### READING PASSAGE
# Number of Diagnoses or Treatment Options-In order to get



## CC5657 (Mar 8, 2011)

In order to get credit under "# of diagnoses or Treatment Options", does the physician need to address these diagnoses (stable, uncontrolled, etc) in his plan. Or can they just list the diagnoses (hyperension, type 2 diabetes, etc) in a problem list & get credit for # of diagnoses??


----------



## btadlock1 (Mar 8, 2011)

KAM5657 said:


> In order to get credit under "# of diagnoses or Treatment Options", does the physician need to address these diagnoses (stable, uncontrolled, etc) in his plan. Or can they just list the diagnoses (hyperension, type 2 diabetes, etc) in a problem list & get credit for # of diagnoses??



Here's the way that I understand it (I feel certain that someone will correct me if I'm wrong)...

To get credit for a Dx/Tx in the MDM, it actually has to have some kind of bearing on the decision itself; so if it's something that might further complicate the problem that the doctor is treating (at that moment), or if it would complicate the treatment of that problem, then it's taken into consideration for the 'risk' portion of the MDM, but it's not counted toward the #Dx/Tx options part of the MDM. (Diabetes complicating wound-healing, is usually a good example)

Saved entries
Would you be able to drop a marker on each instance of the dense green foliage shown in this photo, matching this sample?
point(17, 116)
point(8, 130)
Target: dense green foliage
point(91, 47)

### TASK 1
Translate this sentence from the coding forum thread into Spanish: "To get credit for a Dx/Tx in the MDM, it actually has to have some kind of bearing on the decision itself; so if it's something that might further complicate the problem that the doctor is treating (at that moment), or if it would complicate the treatment of that problem, then it's taken into consideration for the 'risk' portion of the MDM, but it's not counted toward the #Dx/Tx options part of the MDM."
### TASK 2
Pick up the coding forum thread on diagnosis credit after its last sentence and carry it on.

### EXPECTED OUTPUT 1
Para obtener crédito por un Dx/Tx en la MDM, realmente tiene que influir de algún modo en la decisión misma; así que, si es algo que podría complicar aún más el problema que el médico está tratando (en ese momento), o si complicaría el tratamiento de ese problema, entonces se tiene en cuenta para la parte de 'riesgo' de la MDM, pero no se cuenta para la parte de opciones de #Dx/Tx de la MDM.

### EXPECTED OUTPUT 2
The question you're trying to answer when picking the MDM is: How severe is this patient's current condition, and what is the doctor doing about it (taking into account the risks involved)? If the patient has HTN, and the physician only mentioned it briefly, the doctor didn't really have to make a 'medical decision' about it; if he managed a prescription (like writing a refill) for it, then he really probably should have documented the status in order to receive credit for evaluating and/or managing it. I hope that wasn't confusing...


----------



## CC5657 (Mar 9, 2011)

Thank you Brandi. It makes perfect sense!!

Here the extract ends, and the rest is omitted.